Excerpts of location labeling data
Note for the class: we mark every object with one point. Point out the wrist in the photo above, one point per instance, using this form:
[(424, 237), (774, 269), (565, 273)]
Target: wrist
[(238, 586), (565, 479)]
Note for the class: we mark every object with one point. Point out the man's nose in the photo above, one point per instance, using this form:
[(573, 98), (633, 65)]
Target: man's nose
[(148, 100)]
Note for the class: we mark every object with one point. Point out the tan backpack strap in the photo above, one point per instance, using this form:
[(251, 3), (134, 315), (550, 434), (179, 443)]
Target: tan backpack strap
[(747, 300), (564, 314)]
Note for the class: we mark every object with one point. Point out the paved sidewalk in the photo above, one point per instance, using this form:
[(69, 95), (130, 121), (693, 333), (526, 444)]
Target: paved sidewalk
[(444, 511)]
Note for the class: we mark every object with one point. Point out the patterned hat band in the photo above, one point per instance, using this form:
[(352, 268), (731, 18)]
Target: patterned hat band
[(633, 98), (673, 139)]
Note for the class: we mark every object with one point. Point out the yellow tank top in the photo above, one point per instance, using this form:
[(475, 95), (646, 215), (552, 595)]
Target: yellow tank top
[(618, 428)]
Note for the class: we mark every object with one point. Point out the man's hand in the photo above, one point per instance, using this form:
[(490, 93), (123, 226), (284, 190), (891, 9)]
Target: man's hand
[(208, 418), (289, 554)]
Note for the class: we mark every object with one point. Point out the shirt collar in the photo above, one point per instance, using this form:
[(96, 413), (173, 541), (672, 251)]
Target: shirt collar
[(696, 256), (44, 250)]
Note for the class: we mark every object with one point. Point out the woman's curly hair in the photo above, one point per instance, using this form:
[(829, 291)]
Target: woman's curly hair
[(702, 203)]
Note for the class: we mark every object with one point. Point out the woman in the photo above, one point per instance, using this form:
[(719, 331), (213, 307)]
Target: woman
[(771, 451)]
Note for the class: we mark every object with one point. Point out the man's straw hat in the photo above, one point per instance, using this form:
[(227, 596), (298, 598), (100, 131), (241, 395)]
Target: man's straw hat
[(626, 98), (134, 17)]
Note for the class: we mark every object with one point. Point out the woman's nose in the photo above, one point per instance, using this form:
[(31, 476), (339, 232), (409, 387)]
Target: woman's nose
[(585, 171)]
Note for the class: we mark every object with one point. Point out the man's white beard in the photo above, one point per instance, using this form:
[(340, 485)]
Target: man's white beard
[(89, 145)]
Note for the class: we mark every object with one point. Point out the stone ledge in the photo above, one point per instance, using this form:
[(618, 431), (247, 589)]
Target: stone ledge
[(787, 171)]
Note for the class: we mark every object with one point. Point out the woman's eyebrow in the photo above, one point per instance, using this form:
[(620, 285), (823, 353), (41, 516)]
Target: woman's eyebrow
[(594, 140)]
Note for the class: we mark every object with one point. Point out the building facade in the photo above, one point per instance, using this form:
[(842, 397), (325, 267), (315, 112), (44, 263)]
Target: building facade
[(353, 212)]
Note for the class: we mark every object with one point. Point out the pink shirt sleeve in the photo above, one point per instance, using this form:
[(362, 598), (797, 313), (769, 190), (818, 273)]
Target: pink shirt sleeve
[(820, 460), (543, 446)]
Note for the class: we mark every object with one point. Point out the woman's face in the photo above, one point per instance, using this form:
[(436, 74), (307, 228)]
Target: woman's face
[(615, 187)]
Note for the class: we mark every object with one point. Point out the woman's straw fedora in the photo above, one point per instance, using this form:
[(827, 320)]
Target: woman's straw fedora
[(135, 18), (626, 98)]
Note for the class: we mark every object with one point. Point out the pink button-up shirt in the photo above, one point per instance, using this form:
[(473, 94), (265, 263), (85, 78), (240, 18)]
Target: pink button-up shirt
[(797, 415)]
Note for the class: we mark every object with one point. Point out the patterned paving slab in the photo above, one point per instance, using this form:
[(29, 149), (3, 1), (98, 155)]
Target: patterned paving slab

PROBLEM DETAILS: Reproduce the data word for word, starting at its first line and ending at the line that contains "[(238, 586), (565, 479)]", with both of those lines included.

THE REPLY:
Note for the class: we mark every object with one point. Point out the wrist in the photo above, one point per instance, using this form:
[(424, 237), (774, 269), (565, 273)]
Target: wrist
[(238, 586), (565, 479)]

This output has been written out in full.